Exercise | Transcribe the entries that follow, word for word.

— START OF Exercise materials —

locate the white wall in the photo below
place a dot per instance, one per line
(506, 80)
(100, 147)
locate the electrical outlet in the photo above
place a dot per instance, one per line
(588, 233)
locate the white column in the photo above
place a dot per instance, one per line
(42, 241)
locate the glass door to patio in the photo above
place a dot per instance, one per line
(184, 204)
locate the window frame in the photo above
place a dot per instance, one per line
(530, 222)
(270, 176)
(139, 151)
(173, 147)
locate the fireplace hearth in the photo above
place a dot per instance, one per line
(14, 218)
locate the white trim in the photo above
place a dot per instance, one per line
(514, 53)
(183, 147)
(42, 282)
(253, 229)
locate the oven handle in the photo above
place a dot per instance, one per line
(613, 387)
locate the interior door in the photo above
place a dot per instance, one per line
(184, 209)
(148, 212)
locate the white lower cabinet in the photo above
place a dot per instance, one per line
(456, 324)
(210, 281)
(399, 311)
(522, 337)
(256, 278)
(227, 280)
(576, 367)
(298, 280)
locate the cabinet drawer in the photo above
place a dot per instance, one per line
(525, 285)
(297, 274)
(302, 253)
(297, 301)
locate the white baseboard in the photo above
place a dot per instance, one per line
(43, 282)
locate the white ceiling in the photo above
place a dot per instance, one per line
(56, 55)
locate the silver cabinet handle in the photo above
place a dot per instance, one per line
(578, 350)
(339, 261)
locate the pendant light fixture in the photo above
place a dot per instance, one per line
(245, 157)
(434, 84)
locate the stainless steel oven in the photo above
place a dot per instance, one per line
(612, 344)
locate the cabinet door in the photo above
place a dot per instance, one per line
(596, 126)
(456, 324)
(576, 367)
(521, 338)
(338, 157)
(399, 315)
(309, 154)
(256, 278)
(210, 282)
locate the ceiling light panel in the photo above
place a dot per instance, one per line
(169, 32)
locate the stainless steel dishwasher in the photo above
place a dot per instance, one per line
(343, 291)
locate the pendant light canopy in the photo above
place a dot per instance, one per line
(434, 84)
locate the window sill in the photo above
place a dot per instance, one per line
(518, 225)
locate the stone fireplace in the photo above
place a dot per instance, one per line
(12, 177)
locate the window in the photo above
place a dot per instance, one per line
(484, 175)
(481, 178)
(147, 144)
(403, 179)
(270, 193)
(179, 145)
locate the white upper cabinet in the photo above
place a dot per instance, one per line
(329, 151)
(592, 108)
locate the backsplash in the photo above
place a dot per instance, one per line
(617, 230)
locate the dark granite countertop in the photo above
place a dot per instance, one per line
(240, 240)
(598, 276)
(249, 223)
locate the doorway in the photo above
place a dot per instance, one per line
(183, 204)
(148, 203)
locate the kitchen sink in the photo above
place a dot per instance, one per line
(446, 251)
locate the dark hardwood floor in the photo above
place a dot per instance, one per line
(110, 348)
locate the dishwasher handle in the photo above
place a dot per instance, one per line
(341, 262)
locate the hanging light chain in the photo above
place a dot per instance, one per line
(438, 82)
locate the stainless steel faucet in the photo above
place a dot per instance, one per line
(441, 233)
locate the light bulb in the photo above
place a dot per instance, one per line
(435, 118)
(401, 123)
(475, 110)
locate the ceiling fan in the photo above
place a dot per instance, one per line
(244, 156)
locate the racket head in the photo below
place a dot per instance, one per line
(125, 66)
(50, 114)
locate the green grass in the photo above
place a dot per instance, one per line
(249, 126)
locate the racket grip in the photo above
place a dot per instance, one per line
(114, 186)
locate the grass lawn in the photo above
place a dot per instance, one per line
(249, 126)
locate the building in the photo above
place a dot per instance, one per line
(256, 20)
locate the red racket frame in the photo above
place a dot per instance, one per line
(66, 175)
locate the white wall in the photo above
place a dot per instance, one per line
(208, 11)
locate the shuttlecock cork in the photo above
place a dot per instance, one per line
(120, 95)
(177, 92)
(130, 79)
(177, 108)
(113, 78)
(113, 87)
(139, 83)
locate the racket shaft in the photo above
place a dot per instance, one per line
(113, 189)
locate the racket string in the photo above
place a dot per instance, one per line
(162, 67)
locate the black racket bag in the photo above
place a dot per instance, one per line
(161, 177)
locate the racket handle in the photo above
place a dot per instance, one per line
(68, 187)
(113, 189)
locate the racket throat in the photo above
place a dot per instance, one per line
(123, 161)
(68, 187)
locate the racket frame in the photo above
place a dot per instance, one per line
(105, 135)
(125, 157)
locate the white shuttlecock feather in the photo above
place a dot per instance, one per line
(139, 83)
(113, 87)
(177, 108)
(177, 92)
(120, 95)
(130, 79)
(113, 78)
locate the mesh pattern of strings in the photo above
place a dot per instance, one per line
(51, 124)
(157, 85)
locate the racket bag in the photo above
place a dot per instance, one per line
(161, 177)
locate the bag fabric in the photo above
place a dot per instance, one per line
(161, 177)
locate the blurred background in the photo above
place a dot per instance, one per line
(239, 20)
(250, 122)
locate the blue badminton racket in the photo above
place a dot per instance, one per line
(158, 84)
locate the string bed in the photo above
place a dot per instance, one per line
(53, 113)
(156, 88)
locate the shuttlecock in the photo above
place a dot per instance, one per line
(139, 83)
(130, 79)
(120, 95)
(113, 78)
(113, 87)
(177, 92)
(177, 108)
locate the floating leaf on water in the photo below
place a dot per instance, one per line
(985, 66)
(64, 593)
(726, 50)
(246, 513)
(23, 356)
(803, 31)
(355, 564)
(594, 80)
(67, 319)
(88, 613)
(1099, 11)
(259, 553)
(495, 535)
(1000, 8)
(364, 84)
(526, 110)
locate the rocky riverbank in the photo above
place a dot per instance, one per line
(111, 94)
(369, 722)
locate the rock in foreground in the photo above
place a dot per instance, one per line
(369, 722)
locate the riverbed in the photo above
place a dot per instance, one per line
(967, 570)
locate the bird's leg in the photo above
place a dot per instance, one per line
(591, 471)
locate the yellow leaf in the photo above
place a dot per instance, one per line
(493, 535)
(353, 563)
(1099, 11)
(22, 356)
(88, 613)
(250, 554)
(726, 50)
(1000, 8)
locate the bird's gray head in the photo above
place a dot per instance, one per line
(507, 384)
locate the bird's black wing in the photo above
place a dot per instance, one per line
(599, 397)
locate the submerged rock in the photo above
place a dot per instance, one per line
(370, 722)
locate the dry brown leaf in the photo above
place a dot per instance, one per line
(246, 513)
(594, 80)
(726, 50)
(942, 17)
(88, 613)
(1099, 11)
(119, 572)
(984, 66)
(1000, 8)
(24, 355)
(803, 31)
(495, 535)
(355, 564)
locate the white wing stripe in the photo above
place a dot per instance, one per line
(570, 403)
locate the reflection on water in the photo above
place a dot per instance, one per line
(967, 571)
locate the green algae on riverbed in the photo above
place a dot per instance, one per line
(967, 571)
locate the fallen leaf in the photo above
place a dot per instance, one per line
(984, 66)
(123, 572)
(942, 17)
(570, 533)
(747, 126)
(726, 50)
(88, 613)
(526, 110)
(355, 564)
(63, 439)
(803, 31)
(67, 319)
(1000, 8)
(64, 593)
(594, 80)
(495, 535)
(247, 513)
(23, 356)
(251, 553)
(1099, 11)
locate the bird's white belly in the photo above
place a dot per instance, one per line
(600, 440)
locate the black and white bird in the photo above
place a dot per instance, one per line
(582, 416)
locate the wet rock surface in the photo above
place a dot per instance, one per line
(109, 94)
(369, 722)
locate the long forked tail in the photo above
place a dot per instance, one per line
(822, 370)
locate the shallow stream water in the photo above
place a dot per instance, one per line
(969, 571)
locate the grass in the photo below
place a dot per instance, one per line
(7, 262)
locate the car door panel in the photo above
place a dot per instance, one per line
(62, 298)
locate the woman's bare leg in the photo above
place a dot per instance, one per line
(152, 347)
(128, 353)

— END OF Exercise materials —

Final result |
locate the white wall in the photo below
place a dot per instance, one per line
(506, 80)
(100, 147)
locate the electrical outlet in the photo above
place a dot per instance, one per line
(588, 233)
locate the white column in the photo above
place a dot per instance, one per line
(42, 241)
locate the glass door to patio in the photo above
place a dot per instance, one per line
(184, 204)
locate the window frame in the photo above
place a dot per instance, one per line
(530, 222)
(270, 176)
(139, 151)
(173, 147)
locate the fireplace hearth in the photo above
place a dot per instance, one per line
(14, 218)
locate the white trim in the photo above
place a dot per instance, one per line
(514, 53)
(183, 147)
(42, 282)
(253, 229)
locate the oven handle in the photo above
place a dot per instance, one per line
(613, 387)
locate the interior door in the photo above
place a dot per instance, one per line
(184, 209)
(148, 212)
locate the white lower cabinet in the photo above
place a dot per instance, one per line
(456, 324)
(210, 281)
(399, 311)
(522, 337)
(256, 278)
(227, 280)
(576, 367)
(298, 280)
locate the cabinet drawer in the photo above
place a dot per instance, one per line
(525, 285)
(297, 274)
(302, 253)
(297, 301)
locate the white baseboard in the photo above
place a dot per instance, one per line
(43, 282)
locate the white ceiling in the photo above
place a dot per instance, one per line
(56, 55)
locate the silver cabinet handle in the photo above
place a dot per instance, one per line
(578, 350)
(339, 261)
locate the pendant light fixture in the photo above
place a dot per instance, one per line
(245, 157)
(434, 84)
locate the stainless steel oven in the photo above
place a dot per instance, one per line
(612, 344)
locate the cabinet door in the photo above
place a dot per instance, one per line
(596, 126)
(456, 324)
(576, 367)
(521, 338)
(338, 157)
(399, 315)
(309, 154)
(256, 278)
(210, 282)
locate the ceiling light panel in the photo above
place a dot per instance, one per line
(169, 32)
locate the stainless steel dishwasher in the photo above
place a dot per instance, one per line
(343, 291)
locate the pendant light canopy in the photo above
place a dot per instance, one per line
(434, 84)
locate the window sill in the photo above
place a dot per instance, one per line
(518, 225)
locate the stone fireplace in the photo above
place a dot per instance, one per line
(12, 177)
locate the window in the photo above
place a dot per instance, one per line
(484, 175)
(481, 178)
(147, 144)
(403, 179)
(270, 193)
(179, 145)
locate the white upper cabinet in the photo above
place a dot per instance, one per line
(329, 151)
(592, 108)
locate the backsplash in the photo above
place a dot per instance, one per line
(617, 230)
locate the dark granite countertop in the photo above
place a dot per instance, one per line
(240, 240)
(598, 276)
(249, 223)
locate the doorway in the photo above
place a dot per instance, one per line
(183, 204)
(148, 203)
locate the kitchen sink in the photo above
place a dot per instance, one per line
(446, 251)
locate the dark hardwood floor in the photo above
place a dot per instance, one per line
(110, 348)
locate the dishwasher handle in the photo above
place a dot per instance, one per line
(341, 262)
locate the hanging light chain in the photo above
place a dot per instance, one per line
(438, 82)
locate the stainless steel faucet in the photo above
place a dot per instance, one per line
(441, 233)
locate the light bulb in the photo above
place a dot per instance, one per line
(435, 118)
(401, 123)
(475, 110)
locate the ceiling fan in the photo above
place a dot per instance, one per line
(244, 156)
locate the racket head in the photo below
place a dot per instance, one per line
(125, 66)
(50, 114)
locate the green grass in the photo above
place a dot per instance, one per line
(249, 126)
locate the racket grip in the photo above
place a dot per instance, one per line
(114, 186)
locate the grass lawn in the photo above
place a dot per instance, one per line
(249, 126)
locate the building in the photo above
place a dot per instance, one per line
(256, 20)
locate the red racket frame in the photo above
place a dot per instance, one per line
(66, 175)
locate the white wall in the photo above
place a dot per instance, one per line
(208, 11)
locate the shuttlecock cork in the photo above
place a dot per instance, one per line
(120, 95)
(177, 92)
(130, 79)
(177, 108)
(113, 78)
(113, 87)
(139, 83)
locate the racket shaft in the photo above
place a dot per instance, one per line
(113, 189)
locate the racket string in the photo above
place a dot per instance, one per line
(162, 67)
locate the black racket bag in the photo above
place a dot per instance, one per line
(161, 177)
locate the racket handle in the photo above
place a dot per instance, one per line
(68, 187)
(113, 189)
locate the racket throat in the photo above
place a dot per instance, one per line
(123, 161)
(68, 187)
locate the racket frame in the photo above
place a dot per instance, one per line
(105, 135)
(125, 157)
locate the white shuttlecock feather in the photo above
place a dot per instance, one per line
(139, 83)
(113, 87)
(177, 108)
(177, 92)
(120, 95)
(130, 79)
(113, 78)
locate the mesh pattern of strings in the photo above
place a dot per instance, one per line
(51, 124)
(157, 85)
locate the racket bag in the photo above
place a dot per instance, one per line
(161, 177)
locate the bag fabric in the photo above
place a dot per instance, one per line
(161, 177)
locate the blurred background in the photo above
place a dot per instance, one per line
(239, 20)
(250, 122)
locate the blue badminton racket in the photo above
place a dot per instance, one per line
(158, 84)
locate the string bed in the photo above
place a dot per instance, one per line
(53, 113)
(156, 88)
locate the shuttlecock in the photo above
place a dot per instance, one per line
(139, 83)
(130, 79)
(120, 95)
(113, 78)
(113, 87)
(177, 92)
(177, 108)
locate the floating leaf on water in the photo below
place a dot per instance, one per line
(985, 66)
(64, 593)
(726, 50)
(246, 513)
(23, 356)
(803, 31)
(355, 564)
(594, 80)
(67, 319)
(88, 613)
(1099, 11)
(259, 553)
(495, 535)
(1000, 8)
(364, 84)
(526, 110)
locate the rocky riverbank in the photo above
place a dot per instance, one per line
(111, 94)
(369, 722)
locate the rock in foreground in the photo above
place a dot per instance, one per line
(369, 722)
locate the riverbed in the photo above
place a dot per instance, one per line
(967, 570)
locate the bird's leg in the photo above
place a dot per instance, one per line
(591, 471)
locate the yellow leaf in the photo above
place a dot per instance, one per line
(493, 535)
(353, 563)
(1099, 11)
(22, 356)
(88, 613)
(250, 554)
(726, 50)
(1000, 8)
locate the bird's gray head in the photo above
place a dot per instance, one per line
(507, 384)
locate the bird's black wing in the photo above
place a dot per instance, one per line
(599, 397)
locate the submerged rock in the photo above
place a dot per instance, one per line
(370, 722)
locate the dry brown leaf in the photo above
place a dot per instance, one per line
(246, 513)
(594, 80)
(726, 50)
(942, 17)
(88, 613)
(1099, 11)
(119, 572)
(984, 66)
(1000, 8)
(24, 355)
(803, 31)
(495, 535)
(355, 564)
locate the white wing stripe in the photo above
place a dot per instance, one per line
(570, 403)
locate the reflection on water in the photo above
place a dot per instance, one per line
(967, 571)
locate the green algae on riverbed in the photo above
place a dot per instance, one per line
(967, 571)
locate the fallen leaf in the photo above
place a dot per instance, one per line
(984, 66)
(123, 572)
(942, 17)
(570, 533)
(747, 126)
(726, 50)
(88, 613)
(526, 110)
(355, 564)
(63, 439)
(803, 31)
(67, 319)
(1000, 8)
(64, 593)
(594, 80)
(495, 535)
(247, 513)
(23, 356)
(251, 553)
(1099, 11)
locate the bird's white belly in the photo above
place a dot per instance, one per line
(600, 440)
locate the black and white bird in the photo above
place a dot per instance, one per line
(582, 416)
locate the wet rock surface in the photo above
place a dot per instance, one per line
(109, 94)
(369, 722)
locate the long forked tail in the photo above
place a dot per instance, one per line
(822, 370)
locate the shallow stream water in the photo above
place a dot per instance, one per line
(969, 571)
locate the grass in the photo below
place a dot per instance, one per line
(7, 262)
locate the car door panel in the photo above
place a dot per instance, one per line
(62, 298)
locate the woman's bare leg in the photo above
place a dot per instance, one per line
(152, 347)
(128, 353)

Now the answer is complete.